-- Extrait du texte --
============

Tout le monde n’a pas l’imagination débordante d’un créateur de mondes ou d’histoires. Face à la nécessité de mettre en place un environnement, des figurants et des obstacles à la hauteur, certains maîtres de jeu vont préférer se tourner vers le préfabriqué plutôt que faire une campagne maison. Après tout, de nombreuses campagnes officielles sont réputées pour être excellentes.

Les Masques de Nyarlathotep pour l’Appel de Cthulhu ou la campagne de l’Ennemi Intérieur pour Warhammer reviennent fréquemment dans les listes des meilleures campagnes publiées. Il n’y a évidemment rien de mal en soi à suivre un scénario pré-établi. Par contre, le maître de jeu modulaire doit prendre garde à ne pas se montrer trop rigide dans son dirigisme, si j’ose dire.

Le maître de jeu modulaire va suivre le cheminement proposé par le scénario établi du début à la fin. Pour les joueurs, il faut jouer dans le cadre établi et se conformer aux possibles dirigismes, sinon point de salut.

Statue of the Madonna in the Mountains

Les maîtres de jeu qui donnent la priorité aux autres

La vedette

Un maître de jeu peut sentir une certaine frustration à ne pas être un acteur de l’histoire. Pourquoi laisser les autres joueurs être les vedettes? Pourquoi se contenter des seconds rôles et des figurants? Le maître de jeu qui veut intervenir directement sur le cours des choses va être tenté de créer un personnage qui va être en quelque son avatar, SON personnage.

Le maître de jeu vedette va alors peut ensuite intervenir drastiquement de deux manières. D’une part il peut déséquilibrer les forces en présence en volant littéralement la vedette aux autres joueurs, au moyen d’un personnage trop puissant par rapport aux joueurs. Trop puissant en termes de caractéristiques, de compétences, de capacités spéciales ou parce qu’il possède toutes les informations. Un détective qui vient résoudre l’enquête à la place du groupe par exemple. Ou un magicien qui fait face tout seul à un Balrog et connaît une fin tragico-héroïque. Ce type de maître de jeu déplace le projecteur dans sa direction, privant les joueurs de leur agentivité.

============

-- Données fournies --
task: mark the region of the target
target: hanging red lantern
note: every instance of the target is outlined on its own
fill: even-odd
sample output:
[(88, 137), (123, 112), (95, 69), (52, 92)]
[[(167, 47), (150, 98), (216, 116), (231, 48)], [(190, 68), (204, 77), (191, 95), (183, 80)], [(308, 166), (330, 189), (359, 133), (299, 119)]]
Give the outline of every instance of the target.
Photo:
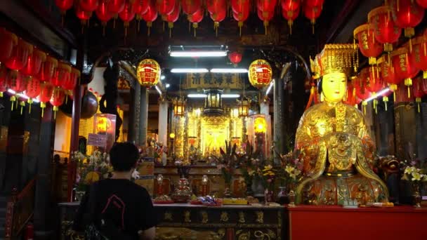
[(415, 38), (412, 41), (412, 54), (415, 67), (423, 71), (423, 78), (427, 79), (427, 39), (425, 36)]
[(405, 28), (405, 36), (409, 38), (409, 51), (412, 51), (411, 37), (415, 35), (414, 27), (424, 18), (424, 9), (414, 0), (393, 0), (390, 6), (394, 22)]
[(416, 0), (418, 5), (424, 8), (427, 8), (427, 0)]
[(368, 22), (374, 27), (374, 36), (376, 41), (384, 44), (384, 51), (393, 51), (393, 43), (400, 36), (402, 29), (393, 21), (390, 8), (383, 6), (372, 10), (368, 13)]
[(46, 82), (40, 84), (40, 94), (37, 96), (37, 100), (40, 102), (41, 117), (43, 117), (46, 103), (52, 98), (52, 92), (53, 92), (53, 86), (52, 85)]
[(203, 8), (200, 8), (194, 14), (187, 16), (188, 21), (192, 23), (192, 28), (195, 29), (195, 37), (196, 37), (196, 29), (197, 29), (197, 27), (199, 26), (199, 22), (202, 22), (203, 20)]
[(22, 74), (18, 71), (12, 71), (15, 72), (14, 74), (8, 74), (7, 77), (8, 81), (8, 88), (11, 90), (14, 93), (11, 93), (13, 95), (11, 96), (11, 102), (12, 102), (12, 110), (13, 110), (13, 104), (15, 101), (16, 101), (16, 96), (15, 94), (20, 93), (22, 89), (25, 89), (25, 86), (22, 88), (22, 86), (25, 86), (25, 81), (24, 81), (24, 78), (22, 77)]
[(262, 12), (272, 12), (277, 4), (277, 0), (256, 0), (256, 8)]
[(228, 54), (228, 59), (230, 59), (230, 61), (232, 62), (232, 64), (237, 65), (237, 63), (242, 61), (242, 53), (239, 52), (232, 52)]
[(0, 27), (0, 64), (12, 55), (13, 47), (18, 44), (18, 37), (14, 34)]
[(219, 13), (226, 8), (225, 0), (206, 0), (206, 8), (211, 14)]
[(156, 0), (156, 9), (162, 15), (171, 14), (175, 7), (176, 0)]
[(376, 62), (376, 57), (383, 52), (383, 45), (374, 36), (374, 27), (369, 24), (362, 25), (353, 31), (355, 39), (357, 39), (359, 49), (362, 54), (369, 58), (369, 65)]
[(419, 71), (415, 67), (412, 53), (409, 53), (407, 47), (400, 48), (391, 53), (390, 57), (393, 66), (396, 72), (398, 78), (405, 81), (405, 85), (408, 88), (408, 98), (411, 97), (409, 86), (412, 86), (412, 78), (414, 77)]
[(50, 81), (58, 67), (58, 60), (49, 55), (46, 56), (46, 61), (41, 63), (39, 79), (44, 81)]
[[(283, 6), (283, 5), (282, 5)], [(289, 34), (292, 34), (292, 25), (294, 24), (294, 20), (298, 18), (299, 15), (299, 5), (298, 8), (294, 11), (287, 11), (284, 8), (282, 8), (282, 15), (286, 20), (288, 20), (288, 26), (289, 26)]]
[(424, 92), (422, 88), (423, 79), (417, 77), (414, 79), (414, 84), (412, 85), (412, 93), (414, 93), (414, 97), (415, 98), (415, 102), (418, 105), (418, 112), (419, 112), (419, 104), (421, 102), (421, 98), (424, 95)]
[(53, 119), (56, 119), (56, 112), (59, 110), (59, 106), (64, 103), (65, 94), (64, 91), (60, 88), (55, 88), (52, 92), (52, 96), (49, 100), (52, 106), (53, 106)]
[(99, 0), (79, 0), (79, 4), (83, 11), (93, 12), (98, 8)]
[(169, 28), (169, 38), (172, 36), (172, 29), (173, 28), (173, 22), (176, 22), (179, 18), (179, 13), (181, 11), (180, 8), (179, 1), (175, 2), (175, 7), (171, 14), (169, 14), (166, 17), (166, 20), (168, 22), (168, 27)]
[[(103, 36), (105, 35), (105, 26), (107, 25), (107, 22), (110, 21), (110, 20), (112, 18), (112, 14), (108, 11), (107, 7), (107, 2), (108, 0), (100, 0), (99, 6), (95, 12), (98, 19), (101, 21), (101, 25), (103, 26)], [(144, 1), (144, 2), (146, 2), (146, 1)]]
[(147, 12), (141, 15), (141, 18), (144, 21), (147, 22), (147, 27), (148, 27), (148, 36), (150, 36), (150, 29), (152, 25), (152, 22), (157, 19), (157, 11), (155, 8), (155, 0), (148, 0), (148, 10)]
[(202, 8), (202, 0), (181, 0), (181, 6), (185, 14), (192, 15)]
[(124, 8), (122, 11), (119, 13), (119, 17), (123, 21), (123, 26), (124, 27), (124, 36), (128, 34), (128, 27), (129, 27), (129, 22), (135, 18), (135, 11), (132, 7), (132, 4), (130, 1), (126, 1), (124, 4)]
[(311, 22), (312, 32), (315, 34), (315, 24), (316, 24), (316, 19), (317, 19), (322, 13), (322, 9), (323, 5), (320, 6), (310, 6), (307, 4), (304, 4), (303, 12), (306, 18), (310, 20)]
[(227, 11), (225, 8), (220, 10), (218, 12), (211, 13), (211, 19), (214, 20), (214, 29), (215, 29), (215, 34), (218, 36), (218, 28), (219, 27), (219, 22), (222, 22), (225, 19), (227, 15)]
[(256, 60), (249, 65), (248, 76), (251, 84), (261, 89), (270, 84), (272, 77), (272, 69), (266, 60)]
[(8, 69), (0, 66), (0, 98), (3, 98), (3, 93), (8, 91)]
[(136, 76), (140, 85), (147, 88), (157, 84), (160, 80), (162, 69), (159, 63), (152, 59), (144, 59), (139, 62)]
[(51, 84), (55, 88), (60, 88), (65, 81), (70, 81), (71, 74), (71, 66), (65, 63), (60, 62), (56, 69), (56, 72), (51, 79)]
[(27, 102), (29, 105), (29, 112), (31, 113), (31, 105), (33, 102), (33, 98), (36, 98), (41, 91), (40, 88), (40, 80), (35, 77), (32, 77), (27, 81), (27, 86), (25, 88), (25, 95), (28, 97)]
[(46, 61), (46, 53), (35, 49), (32, 54), (28, 56), (27, 65), (22, 68), (21, 72), (27, 76), (37, 76), (40, 72), (41, 63), (44, 61)]
[(268, 27), (268, 24), (274, 16), (275, 16), (274, 12), (261, 11), (259, 11), (259, 9), (258, 10), (258, 18), (259, 18), (259, 19), (261, 19), (264, 24), (264, 29), (265, 29), (265, 35), (267, 35), (267, 29)]

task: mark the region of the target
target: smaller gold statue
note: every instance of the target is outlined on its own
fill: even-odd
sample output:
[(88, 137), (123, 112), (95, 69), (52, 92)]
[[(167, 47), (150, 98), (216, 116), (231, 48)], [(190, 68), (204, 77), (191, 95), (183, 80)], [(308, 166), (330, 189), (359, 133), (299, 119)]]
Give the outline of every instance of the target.
[(298, 204), (388, 201), (387, 187), (372, 171), (375, 147), (364, 117), (343, 102), (356, 51), (353, 44), (327, 44), (315, 60), (323, 101), (304, 112), (296, 131), (304, 176), (296, 189)]

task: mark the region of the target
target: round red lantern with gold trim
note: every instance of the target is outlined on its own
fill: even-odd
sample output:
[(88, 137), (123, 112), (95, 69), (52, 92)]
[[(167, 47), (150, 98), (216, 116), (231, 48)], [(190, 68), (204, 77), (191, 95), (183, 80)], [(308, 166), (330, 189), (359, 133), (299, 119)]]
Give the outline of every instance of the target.
[(357, 39), (362, 54), (369, 58), (370, 65), (375, 64), (376, 58), (383, 52), (383, 45), (375, 39), (374, 27), (369, 24), (362, 25), (355, 29), (353, 36)]
[(160, 80), (162, 69), (159, 63), (152, 59), (144, 59), (139, 62), (136, 69), (138, 81), (147, 88), (155, 86)]
[(249, 65), (248, 76), (251, 84), (261, 89), (268, 86), (271, 81), (272, 77), (271, 65), (265, 60), (256, 60)]
[(18, 37), (0, 27), (0, 63), (6, 62), (12, 55), (13, 47), (18, 44)]
[(64, 103), (64, 100), (65, 99), (65, 94), (64, 93), (64, 91), (60, 88), (53, 88), (53, 91), (52, 92), (52, 96), (49, 100), (49, 102), (53, 106), (53, 118), (56, 119), (56, 112), (59, 109), (59, 106), (62, 105)]
[(389, 6), (374, 8), (368, 13), (368, 22), (374, 27), (374, 36), (376, 41), (384, 44), (384, 51), (393, 51), (392, 44), (400, 36), (402, 29), (396, 25), (391, 18)]
[(46, 82), (42, 82), (40, 84), (40, 94), (37, 97), (37, 100), (40, 102), (41, 117), (43, 117), (46, 103), (50, 101), (51, 98), (52, 98), (52, 92), (53, 92), (53, 88), (54, 88), (52, 85)]
[(408, 98), (411, 97), (409, 86), (412, 86), (412, 78), (419, 72), (416, 67), (412, 53), (404, 46), (391, 52), (390, 57), (393, 67), (396, 72), (398, 78), (405, 81), (405, 85), (408, 87)]

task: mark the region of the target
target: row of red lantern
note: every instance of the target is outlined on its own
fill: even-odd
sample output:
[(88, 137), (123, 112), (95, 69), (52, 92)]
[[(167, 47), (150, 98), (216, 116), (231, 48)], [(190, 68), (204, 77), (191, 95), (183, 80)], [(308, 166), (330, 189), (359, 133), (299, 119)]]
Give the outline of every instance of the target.
[[(55, 93), (56, 93), (55, 96), (72, 93), (80, 77), (80, 71), (65, 62), (58, 63), (54, 58), (18, 39), (4, 28), (0, 29), (0, 64), (4, 63), (0, 69), (0, 96), (10, 90), (12, 107), (16, 100), (15, 94), (22, 93), (21, 98), (28, 98), (28, 103), (32, 103), (32, 100), (37, 98), (41, 102), (41, 107), (44, 108), (45, 102), (51, 101), (53, 102), (54, 110), (57, 111), (58, 98), (53, 97), (51, 92), (44, 89), (51, 88)], [(23, 101), (21, 106), (25, 106)]]
[[(291, 27), (293, 21), (298, 17), (301, 8), (306, 17), (314, 26), (316, 19), (320, 15), (324, 3), (324, 0), (279, 1), (282, 15), (288, 20), (289, 27)], [(180, 6), (187, 15), (189, 22), (192, 24), (195, 34), (198, 23), (203, 19), (204, 6), (206, 6), (206, 10), (214, 20), (216, 31), (219, 23), (227, 16), (229, 6), (231, 6), (232, 17), (238, 22), (241, 29), (244, 22), (249, 17), (250, 2), (249, 0), (231, 0), (229, 4), (225, 0), (206, 0), (204, 4), (202, 0), (55, 0), (63, 15), (73, 7), (74, 4), (75, 14), (84, 24), (91, 18), (93, 12), (95, 12), (104, 27), (111, 19), (114, 20), (115, 25), (115, 20), (120, 18), (125, 27), (125, 35), (129, 22), (134, 18), (136, 18), (138, 24), (140, 20), (147, 22), (150, 34), (150, 28), (152, 22), (157, 18), (158, 14), (164, 21), (168, 22), (171, 29), (173, 27), (173, 22), (179, 18)], [(254, 4), (256, 5), (258, 16), (267, 29), (268, 22), (275, 15), (277, 0), (254, 0)]]

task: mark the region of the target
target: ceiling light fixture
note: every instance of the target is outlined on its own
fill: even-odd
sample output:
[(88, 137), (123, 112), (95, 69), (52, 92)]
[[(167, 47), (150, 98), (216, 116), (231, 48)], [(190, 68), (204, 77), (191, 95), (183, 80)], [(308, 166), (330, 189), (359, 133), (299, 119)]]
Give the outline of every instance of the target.
[(171, 72), (173, 73), (203, 73), (209, 72), (206, 68), (173, 68)]
[(246, 68), (213, 68), (211, 72), (215, 73), (247, 73), (248, 69)]

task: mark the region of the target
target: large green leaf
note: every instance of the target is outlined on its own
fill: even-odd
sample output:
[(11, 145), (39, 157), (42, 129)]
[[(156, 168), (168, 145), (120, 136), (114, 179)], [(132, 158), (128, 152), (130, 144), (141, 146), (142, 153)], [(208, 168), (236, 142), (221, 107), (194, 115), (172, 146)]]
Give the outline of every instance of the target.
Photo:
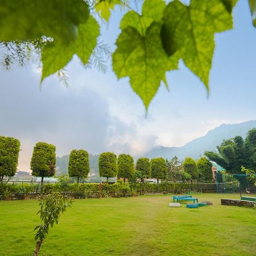
[(0, 41), (45, 36), (68, 44), (88, 15), (83, 0), (0, 0)]
[(253, 26), (256, 27), (256, 0), (249, 0)]
[(154, 22), (143, 36), (133, 27), (125, 28), (113, 55), (113, 69), (118, 78), (130, 77), (131, 87), (146, 109), (171, 65), (162, 45), (160, 29), (160, 23)]
[(108, 21), (111, 10), (114, 9), (114, 5), (120, 3), (120, 0), (98, 0), (95, 5), (95, 10), (104, 19)]
[(144, 35), (147, 28), (154, 21), (162, 20), (163, 12), (166, 5), (163, 0), (145, 0), (142, 6), (142, 14), (134, 11), (127, 13), (122, 19), (120, 28), (127, 27), (136, 28), (142, 35)]
[(85, 23), (81, 24), (78, 35), (74, 42), (66, 44), (57, 40), (47, 44), (43, 49), (43, 71), (41, 81), (63, 69), (75, 53), (85, 64), (97, 44), (100, 27), (94, 18), (89, 16)]
[(181, 57), (209, 90), (209, 74), (214, 49), (214, 33), (232, 28), (232, 16), (221, 0), (177, 0), (164, 10), (163, 45), (169, 56)]

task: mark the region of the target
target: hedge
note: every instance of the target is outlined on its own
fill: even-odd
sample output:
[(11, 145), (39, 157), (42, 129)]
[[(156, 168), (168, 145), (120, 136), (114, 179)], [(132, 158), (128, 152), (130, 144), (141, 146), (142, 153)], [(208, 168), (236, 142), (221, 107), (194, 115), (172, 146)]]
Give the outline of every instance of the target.
[[(234, 192), (238, 191), (236, 184), (225, 187), (222, 184), (204, 183), (172, 183), (162, 182), (154, 183), (129, 184), (118, 181), (114, 184), (108, 183), (68, 183), (59, 182), (45, 184), (42, 193), (47, 194), (57, 191), (72, 198), (100, 198), (104, 197), (121, 197), (137, 195), (155, 193), (182, 194), (191, 191), (215, 193)], [(0, 200), (37, 199), (40, 196), (40, 187), (38, 184), (0, 184)]]

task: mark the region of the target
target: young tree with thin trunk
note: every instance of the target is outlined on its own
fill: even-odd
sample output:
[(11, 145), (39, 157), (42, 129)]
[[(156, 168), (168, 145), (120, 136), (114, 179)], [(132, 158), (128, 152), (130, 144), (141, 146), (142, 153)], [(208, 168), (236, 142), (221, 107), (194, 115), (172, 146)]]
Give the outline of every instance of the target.
[(34, 148), (30, 162), (32, 175), (41, 177), (41, 188), (44, 177), (51, 177), (55, 173), (56, 147), (51, 144), (38, 142)]
[(81, 179), (86, 178), (90, 171), (88, 152), (84, 150), (73, 150), (69, 155), (68, 175), (75, 177), (77, 183)]
[(121, 154), (117, 158), (117, 176), (125, 179), (131, 179), (134, 172), (134, 160), (133, 156)]
[(13, 177), (17, 171), (20, 143), (17, 139), (0, 136), (0, 183)]
[(67, 207), (71, 207), (72, 204), (72, 201), (68, 201), (59, 192), (53, 192), (40, 201), (40, 209), (37, 214), (40, 213), (41, 223), (34, 230), (37, 230), (35, 236), (36, 245), (34, 256), (39, 255), (41, 245), (48, 235), (49, 226), (52, 228), (55, 223), (57, 224), (60, 215), (65, 212)]
[(100, 155), (98, 158), (98, 171), (101, 177), (109, 178), (117, 176), (117, 156), (110, 152), (105, 152)]
[(167, 166), (163, 158), (153, 158), (150, 160), (151, 177), (157, 179), (158, 184), (160, 179), (166, 179)]

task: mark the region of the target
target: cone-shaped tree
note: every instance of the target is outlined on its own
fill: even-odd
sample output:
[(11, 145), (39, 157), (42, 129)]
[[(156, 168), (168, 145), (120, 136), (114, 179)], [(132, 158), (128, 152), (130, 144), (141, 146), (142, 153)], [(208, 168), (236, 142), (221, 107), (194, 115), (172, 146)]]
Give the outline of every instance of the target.
[(167, 166), (166, 160), (163, 158), (153, 158), (150, 160), (151, 177), (158, 179), (158, 184), (160, 179), (166, 178)]
[(87, 177), (90, 171), (88, 152), (84, 150), (73, 150), (69, 155), (68, 175), (75, 177), (77, 182), (83, 177)]
[(98, 158), (98, 171), (101, 177), (109, 178), (117, 176), (117, 156), (110, 152), (105, 152)]
[(14, 138), (0, 136), (0, 182), (3, 177), (12, 177), (17, 170), (19, 141)]
[(201, 181), (212, 182), (212, 163), (207, 158), (202, 157), (199, 159), (196, 164), (198, 168), (199, 179)]
[(41, 187), (44, 177), (51, 177), (55, 173), (55, 146), (45, 142), (38, 142), (34, 147), (30, 168), (32, 175), (41, 177)]
[(199, 177), (198, 168), (196, 161), (191, 158), (185, 158), (183, 162), (184, 171), (191, 175), (192, 180)]
[(134, 174), (134, 160), (133, 156), (125, 154), (119, 155), (117, 158), (117, 176), (125, 179), (130, 179)]
[(141, 172), (142, 182), (144, 181), (144, 179), (148, 179), (151, 175), (150, 163), (148, 158), (139, 158), (136, 163), (136, 170)]

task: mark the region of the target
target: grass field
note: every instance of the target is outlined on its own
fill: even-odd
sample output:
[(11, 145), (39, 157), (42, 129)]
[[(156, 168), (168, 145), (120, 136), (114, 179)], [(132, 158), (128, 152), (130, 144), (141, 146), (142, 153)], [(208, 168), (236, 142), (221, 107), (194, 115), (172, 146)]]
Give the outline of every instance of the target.
[[(238, 195), (198, 194), (213, 206), (168, 207), (172, 196), (75, 200), (49, 230), (52, 255), (256, 255), (256, 211), (220, 205)], [(0, 201), (0, 255), (28, 255), (39, 224), (36, 200)]]

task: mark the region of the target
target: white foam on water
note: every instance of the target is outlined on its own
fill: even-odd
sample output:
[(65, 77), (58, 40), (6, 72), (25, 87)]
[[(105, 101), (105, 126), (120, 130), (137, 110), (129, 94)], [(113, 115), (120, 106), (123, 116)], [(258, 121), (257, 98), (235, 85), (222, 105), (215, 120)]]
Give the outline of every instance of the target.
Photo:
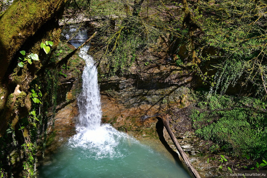
[(120, 151), (118, 145), (128, 139), (127, 136), (110, 124), (102, 125), (95, 130), (78, 127), (76, 130), (78, 133), (69, 140), (69, 146), (86, 150), (90, 153), (87, 156), (96, 159), (125, 156)]
[[(71, 27), (69, 30), (70, 33), (67, 32), (68, 34), (65, 36), (68, 40), (71, 39), (69, 41), (76, 48), (87, 39), (86, 30), (77, 32), (75, 28)], [(129, 139), (126, 134), (118, 131), (110, 124), (100, 126), (102, 112), (97, 70), (93, 58), (87, 54), (89, 47), (85, 45), (79, 54), (86, 65), (82, 76), (82, 91), (77, 99), (79, 114), (77, 134), (69, 139), (68, 145), (71, 148), (86, 149), (89, 153), (86, 156), (95, 159), (124, 157), (118, 145), (121, 140)]]

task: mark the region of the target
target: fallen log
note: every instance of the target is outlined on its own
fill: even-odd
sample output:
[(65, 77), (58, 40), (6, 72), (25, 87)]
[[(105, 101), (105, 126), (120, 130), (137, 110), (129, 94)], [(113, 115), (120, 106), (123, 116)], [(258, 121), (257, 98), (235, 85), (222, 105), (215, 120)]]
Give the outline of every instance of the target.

============

-- Tâches à réaliser --
[1] Recopiez fidèlement le passage de l'extrait sur les maîtres de jeu qui commence par « Tout le monde » et se termine par « pour être excellentes. ».
[2] D'après l'extrait sur les maîtres de jeu, quelle campagne pour Warhammer revient souvent dans les listes des meilleures campagnes publiées ?
[3] Rédigez la suite de l'extrait sur les maîtres de jeu, en commençant juste après sa dernière phrase.

-- Réponses données --
[1]
Tout le monde n’a pas l’imagination débordante d’un créateur de mondes ou d’histoires. Face à la nécessité de mettre en place un environnement, des figurants et des obstacles à la hauteur, certains maîtres de jeu vont préférer se tourner vers le préfabriqué plutôt que faire une campagne maison. Après tout, de nombreuses campagnes officielles sont réputées pour être excellentes.

[2] La campagne de l'Ennemi Intérieur.

[3]
Une autre manière pour un maître de jeu vedette de s’exprimer est plus subtile : il va interpréter un personnage secondaire, et va encourager ou créer des situations dans lesquelles l’action joue un grand rôle, afin de se donner l’impression d’être un joueur. Il va être membre de l’escadrille Rogue qui se lance à l’attaque de l’Étoile de la Mort. Il va être l’écuyer courageux qui va aider les héros à vaincre le dragon rouge.

Il y a donc deux sous-types de maître de jeu vedette. L’un le fait par narcissisme ou par dirigisme. Il veut faire partie de l’histoire et considère que les joueurs ne sont pas à la hauteur ou risquent de tout gâcher. L’autre est souvent un maitre de jeu qui aimerait bien être joueur, mais qui est confiné au statut de maître de jeu par habitude ou par défaut.

Le gentil organisateur

Le gentil organisateur veut juste que tout le monde soit heureux autour de la table. Il ne se perçoit pas comme un adversaire des joueurs, mais comme un animateur du spectacle. Contrairement au simulationniste qui reste neutre, il veut que les personnages survivent et il va toujours se montrer incroyablement généreux en termes de récompenses.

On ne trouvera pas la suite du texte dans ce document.